# [Dataset]

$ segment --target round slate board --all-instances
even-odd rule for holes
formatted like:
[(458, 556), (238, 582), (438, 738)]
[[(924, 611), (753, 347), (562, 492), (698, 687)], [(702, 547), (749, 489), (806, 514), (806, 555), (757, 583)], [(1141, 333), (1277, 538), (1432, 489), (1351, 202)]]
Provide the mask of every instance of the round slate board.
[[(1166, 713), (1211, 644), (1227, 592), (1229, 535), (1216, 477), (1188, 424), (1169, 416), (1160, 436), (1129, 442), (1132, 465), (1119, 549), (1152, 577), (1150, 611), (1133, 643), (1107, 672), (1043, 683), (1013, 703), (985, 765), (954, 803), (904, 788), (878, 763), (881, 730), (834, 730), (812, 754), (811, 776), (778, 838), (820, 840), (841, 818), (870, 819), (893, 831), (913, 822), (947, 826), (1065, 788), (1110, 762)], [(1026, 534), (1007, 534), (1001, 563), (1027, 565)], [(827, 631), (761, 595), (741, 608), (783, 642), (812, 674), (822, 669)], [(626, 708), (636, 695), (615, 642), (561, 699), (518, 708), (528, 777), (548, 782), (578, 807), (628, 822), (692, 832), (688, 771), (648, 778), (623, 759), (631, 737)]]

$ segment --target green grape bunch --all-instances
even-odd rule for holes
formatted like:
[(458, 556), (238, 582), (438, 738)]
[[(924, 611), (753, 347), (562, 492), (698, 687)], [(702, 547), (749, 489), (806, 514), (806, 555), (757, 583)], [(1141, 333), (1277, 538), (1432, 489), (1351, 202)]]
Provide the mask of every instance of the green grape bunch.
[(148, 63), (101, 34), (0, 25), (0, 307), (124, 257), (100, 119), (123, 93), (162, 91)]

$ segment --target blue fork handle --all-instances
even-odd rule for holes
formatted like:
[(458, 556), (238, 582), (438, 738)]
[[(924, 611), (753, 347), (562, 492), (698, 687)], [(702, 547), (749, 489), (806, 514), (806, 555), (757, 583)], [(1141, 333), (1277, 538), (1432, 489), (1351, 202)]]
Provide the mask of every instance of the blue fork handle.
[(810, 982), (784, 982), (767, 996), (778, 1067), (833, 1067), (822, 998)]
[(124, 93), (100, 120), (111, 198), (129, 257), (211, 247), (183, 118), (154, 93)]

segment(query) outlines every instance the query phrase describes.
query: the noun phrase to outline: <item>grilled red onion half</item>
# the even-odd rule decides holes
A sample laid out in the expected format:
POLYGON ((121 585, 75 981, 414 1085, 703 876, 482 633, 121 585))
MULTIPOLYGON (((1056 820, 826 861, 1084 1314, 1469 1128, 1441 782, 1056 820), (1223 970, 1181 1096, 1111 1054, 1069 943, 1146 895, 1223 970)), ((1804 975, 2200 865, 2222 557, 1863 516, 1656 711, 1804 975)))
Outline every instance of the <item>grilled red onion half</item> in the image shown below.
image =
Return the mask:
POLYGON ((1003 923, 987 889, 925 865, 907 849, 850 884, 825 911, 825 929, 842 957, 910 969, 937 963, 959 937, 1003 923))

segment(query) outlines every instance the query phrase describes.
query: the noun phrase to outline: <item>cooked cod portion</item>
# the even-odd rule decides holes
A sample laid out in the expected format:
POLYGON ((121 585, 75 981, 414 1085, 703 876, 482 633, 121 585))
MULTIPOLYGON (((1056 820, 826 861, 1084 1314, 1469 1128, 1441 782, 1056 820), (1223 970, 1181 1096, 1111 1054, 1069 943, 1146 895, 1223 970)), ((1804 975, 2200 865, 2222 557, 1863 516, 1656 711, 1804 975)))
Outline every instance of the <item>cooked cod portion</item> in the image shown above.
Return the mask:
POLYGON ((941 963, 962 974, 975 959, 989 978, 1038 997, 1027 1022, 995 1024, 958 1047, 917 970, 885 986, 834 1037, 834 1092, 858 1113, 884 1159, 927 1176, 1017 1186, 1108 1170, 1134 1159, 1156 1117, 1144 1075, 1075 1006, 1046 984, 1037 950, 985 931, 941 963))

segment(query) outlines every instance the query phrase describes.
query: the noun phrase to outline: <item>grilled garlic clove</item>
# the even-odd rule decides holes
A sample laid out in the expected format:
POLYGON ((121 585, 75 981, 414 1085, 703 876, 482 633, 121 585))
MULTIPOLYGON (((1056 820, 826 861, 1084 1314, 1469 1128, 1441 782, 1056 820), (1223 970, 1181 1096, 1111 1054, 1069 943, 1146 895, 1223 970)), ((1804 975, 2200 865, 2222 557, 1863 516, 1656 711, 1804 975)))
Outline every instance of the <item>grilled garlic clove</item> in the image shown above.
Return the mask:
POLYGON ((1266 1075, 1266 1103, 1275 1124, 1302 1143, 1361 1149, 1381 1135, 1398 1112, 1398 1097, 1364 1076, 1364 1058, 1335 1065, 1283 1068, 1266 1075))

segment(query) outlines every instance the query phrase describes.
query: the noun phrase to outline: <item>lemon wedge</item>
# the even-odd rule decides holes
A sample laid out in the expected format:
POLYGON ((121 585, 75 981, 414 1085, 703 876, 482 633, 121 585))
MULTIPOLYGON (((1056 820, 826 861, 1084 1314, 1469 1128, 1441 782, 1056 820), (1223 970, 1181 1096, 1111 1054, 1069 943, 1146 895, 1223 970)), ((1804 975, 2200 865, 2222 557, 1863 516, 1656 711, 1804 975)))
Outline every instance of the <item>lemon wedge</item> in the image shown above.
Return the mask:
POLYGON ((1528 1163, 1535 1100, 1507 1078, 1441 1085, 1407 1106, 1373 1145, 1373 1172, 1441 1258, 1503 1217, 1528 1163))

# [What to work on]
Where a line of the entries contains the word "noun", copy that line.

# [Answer section]
query: the noun phrase to outline: <item>grilled red onion half</item>
query: the noun phrase to outline: <item>cooked cod portion</item>
query: the noun phrase to outline: <item>grilled garlic clove</item>
query: the noun phrase to outline: <item>lemon wedge</item>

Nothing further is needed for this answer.